▶ WRITTEN REQUEST: Report how many lines in the listing below contain the word "head", giving only the number.

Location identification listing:

━━━━━━━━━━━━━━━━

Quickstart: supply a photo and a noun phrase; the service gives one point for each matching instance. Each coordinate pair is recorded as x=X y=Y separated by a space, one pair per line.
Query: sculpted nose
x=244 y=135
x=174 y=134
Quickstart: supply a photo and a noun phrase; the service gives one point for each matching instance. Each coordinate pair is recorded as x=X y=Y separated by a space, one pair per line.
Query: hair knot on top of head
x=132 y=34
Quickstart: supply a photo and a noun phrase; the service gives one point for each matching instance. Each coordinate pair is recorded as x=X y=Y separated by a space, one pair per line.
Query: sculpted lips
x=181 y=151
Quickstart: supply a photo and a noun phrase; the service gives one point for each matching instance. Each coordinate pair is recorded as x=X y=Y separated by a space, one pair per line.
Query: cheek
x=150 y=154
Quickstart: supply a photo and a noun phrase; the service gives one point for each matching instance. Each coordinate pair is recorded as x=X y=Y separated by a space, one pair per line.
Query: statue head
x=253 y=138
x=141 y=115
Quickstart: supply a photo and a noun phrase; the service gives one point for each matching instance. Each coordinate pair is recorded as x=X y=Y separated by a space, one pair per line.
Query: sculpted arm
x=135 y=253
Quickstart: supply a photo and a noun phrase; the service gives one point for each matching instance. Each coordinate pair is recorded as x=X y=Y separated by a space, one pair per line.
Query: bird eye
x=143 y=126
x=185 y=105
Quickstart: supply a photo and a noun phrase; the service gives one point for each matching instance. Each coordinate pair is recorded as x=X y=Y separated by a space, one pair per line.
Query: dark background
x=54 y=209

━━━━━━━━━━━━━━━━

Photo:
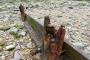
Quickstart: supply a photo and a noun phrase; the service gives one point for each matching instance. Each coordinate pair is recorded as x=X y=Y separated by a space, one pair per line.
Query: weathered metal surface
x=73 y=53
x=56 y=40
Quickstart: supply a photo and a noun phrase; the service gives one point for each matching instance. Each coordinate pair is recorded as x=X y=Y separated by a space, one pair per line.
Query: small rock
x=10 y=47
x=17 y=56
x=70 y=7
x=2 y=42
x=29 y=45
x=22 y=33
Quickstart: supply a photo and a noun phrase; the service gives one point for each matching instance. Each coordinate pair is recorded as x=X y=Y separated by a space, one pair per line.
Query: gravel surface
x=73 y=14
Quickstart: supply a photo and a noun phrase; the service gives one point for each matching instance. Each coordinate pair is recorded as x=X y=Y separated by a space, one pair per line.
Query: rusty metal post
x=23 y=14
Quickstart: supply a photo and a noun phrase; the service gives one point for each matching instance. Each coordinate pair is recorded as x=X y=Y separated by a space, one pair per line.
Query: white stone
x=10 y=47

━━━━━━━━━━━━━━━━

▶ CORRECT OUTPUT: 2